### Data in this exercise:
====
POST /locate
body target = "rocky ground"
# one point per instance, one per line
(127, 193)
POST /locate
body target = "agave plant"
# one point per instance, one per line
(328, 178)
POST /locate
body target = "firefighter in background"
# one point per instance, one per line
====
Each line of the listing must appear in the answer exactly as above.

POST /locate
body target = "rocky ground"
# one point per instance, one per line
(127, 193)
POST /locate
body target = "agave plant"
# one point per instance, one per line
(328, 178)
POST /locate
body target = "firefighter in background"
# one point per instance, one per line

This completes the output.